## Aim of the task
Swap "outline" for "contour" everywhere in the records below and return them otherwise unchanged.

## Shape boundary entries
────

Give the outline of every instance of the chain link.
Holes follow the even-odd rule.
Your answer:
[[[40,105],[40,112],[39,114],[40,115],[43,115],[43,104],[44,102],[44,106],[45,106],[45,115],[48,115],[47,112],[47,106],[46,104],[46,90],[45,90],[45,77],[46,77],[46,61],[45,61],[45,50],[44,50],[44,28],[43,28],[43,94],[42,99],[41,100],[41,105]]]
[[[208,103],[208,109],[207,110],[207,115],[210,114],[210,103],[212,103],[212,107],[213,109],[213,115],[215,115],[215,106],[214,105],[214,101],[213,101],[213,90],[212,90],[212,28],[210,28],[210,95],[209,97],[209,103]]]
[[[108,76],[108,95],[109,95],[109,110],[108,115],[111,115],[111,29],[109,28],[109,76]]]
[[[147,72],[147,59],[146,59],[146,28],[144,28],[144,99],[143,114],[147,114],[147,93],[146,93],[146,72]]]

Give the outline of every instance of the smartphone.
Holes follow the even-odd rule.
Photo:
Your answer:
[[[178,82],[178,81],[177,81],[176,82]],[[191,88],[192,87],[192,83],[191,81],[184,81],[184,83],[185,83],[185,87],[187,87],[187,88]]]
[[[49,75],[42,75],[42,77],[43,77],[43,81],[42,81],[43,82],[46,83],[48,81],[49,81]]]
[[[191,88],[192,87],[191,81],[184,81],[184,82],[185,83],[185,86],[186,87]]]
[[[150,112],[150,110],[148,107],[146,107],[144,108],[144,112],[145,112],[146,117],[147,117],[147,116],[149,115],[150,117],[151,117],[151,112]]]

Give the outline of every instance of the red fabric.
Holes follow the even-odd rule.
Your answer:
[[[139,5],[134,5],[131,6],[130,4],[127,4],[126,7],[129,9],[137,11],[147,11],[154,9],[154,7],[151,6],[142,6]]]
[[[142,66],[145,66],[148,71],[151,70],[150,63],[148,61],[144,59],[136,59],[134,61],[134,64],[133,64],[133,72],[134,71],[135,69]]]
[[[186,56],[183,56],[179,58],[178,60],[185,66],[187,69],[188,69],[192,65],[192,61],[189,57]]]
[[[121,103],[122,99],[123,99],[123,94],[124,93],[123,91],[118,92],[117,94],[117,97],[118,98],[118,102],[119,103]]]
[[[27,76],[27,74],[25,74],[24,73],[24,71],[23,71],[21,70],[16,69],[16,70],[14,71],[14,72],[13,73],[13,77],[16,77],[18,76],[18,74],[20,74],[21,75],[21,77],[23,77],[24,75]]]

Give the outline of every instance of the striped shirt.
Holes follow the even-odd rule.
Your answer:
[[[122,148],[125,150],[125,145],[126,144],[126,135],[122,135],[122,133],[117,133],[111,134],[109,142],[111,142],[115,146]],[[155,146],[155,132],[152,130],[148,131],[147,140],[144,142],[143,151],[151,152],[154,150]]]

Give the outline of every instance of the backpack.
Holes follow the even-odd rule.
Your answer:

────

## Output for this exercise
Give the contour of every instance of the chain link.
Holes follow the even-odd rule.
Your answer:
[[[40,105],[40,112],[39,114],[40,115],[43,115],[43,104],[44,102],[44,106],[45,106],[45,115],[48,115],[47,112],[47,106],[46,104],[46,90],[45,90],[45,77],[46,77],[46,61],[45,61],[45,50],[44,50],[44,28],[43,28],[43,94],[42,99],[41,100],[41,105]]]
[[[208,103],[208,109],[207,110],[207,115],[210,114],[210,103],[212,103],[212,107],[213,109],[213,115],[215,115],[215,106],[214,105],[214,101],[213,101],[213,90],[212,90],[212,28],[210,28],[210,95],[209,97],[209,103]]]
[[[108,76],[108,95],[109,95],[109,110],[108,115],[111,115],[111,29],[109,28],[109,76]]]
[[[147,72],[147,59],[146,59],[146,28],[144,28],[144,99],[143,114],[147,114],[147,93],[146,93],[146,72]]]

Give the contour of every instance of the smartphone.
Holes follow the even-odd rule.
Photo:
Your answer:
[[[178,82],[178,81],[177,81],[176,82]],[[191,88],[192,87],[192,83],[191,81],[184,81],[184,83],[185,83],[185,87],[187,87],[187,88]]]
[[[49,75],[42,75],[42,77],[43,77],[43,81],[42,81],[43,82],[46,83],[48,81],[49,81]]]
[[[191,88],[192,87],[191,81],[184,81],[184,82],[185,83],[185,86],[186,87]]]
[[[150,112],[150,110],[148,107],[146,107],[144,108],[144,112],[145,112],[146,117],[147,117],[147,116],[149,115],[150,117],[151,117],[151,112]]]

Give the contour of every instance of the red fabric.
Holes follow the even-odd rule.
Your answer:
[[[139,5],[134,5],[131,6],[130,4],[127,4],[126,7],[129,9],[137,11],[147,11],[154,9],[154,7],[151,6],[142,6]]]
[[[142,66],[145,66],[148,71],[151,70],[150,63],[148,61],[144,59],[136,59],[134,61],[134,64],[133,64],[133,72],[134,71],[135,69]]]
[[[186,56],[183,56],[179,58],[178,60],[185,66],[187,69],[188,69],[192,65],[192,61],[189,57]]]
[[[121,103],[122,99],[123,99],[123,94],[124,93],[123,91],[118,92],[117,94],[117,97],[118,98],[118,102],[119,103]]]
[[[27,76],[27,74],[25,74],[24,73],[24,71],[23,71],[21,70],[16,69],[16,70],[14,71],[14,72],[13,73],[13,77],[16,77],[18,76],[18,74],[20,74],[21,75],[21,77],[23,77],[24,75]]]

Give the contour of every instance of the striped shirt.
Holes follow the even-odd rule.
Your answer:
[[[122,148],[125,150],[125,145],[126,144],[126,135],[122,135],[122,133],[117,133],[111,134],[109,142],[111,142],[115,146]],[[155,146],[155,132],[152,130],[148,131],[147,140],[144,142],[143,151],[151,152],[154,150]]]

Give the contour of every instance of the backpack.
Holes follow the even-odd rule.
Your answer:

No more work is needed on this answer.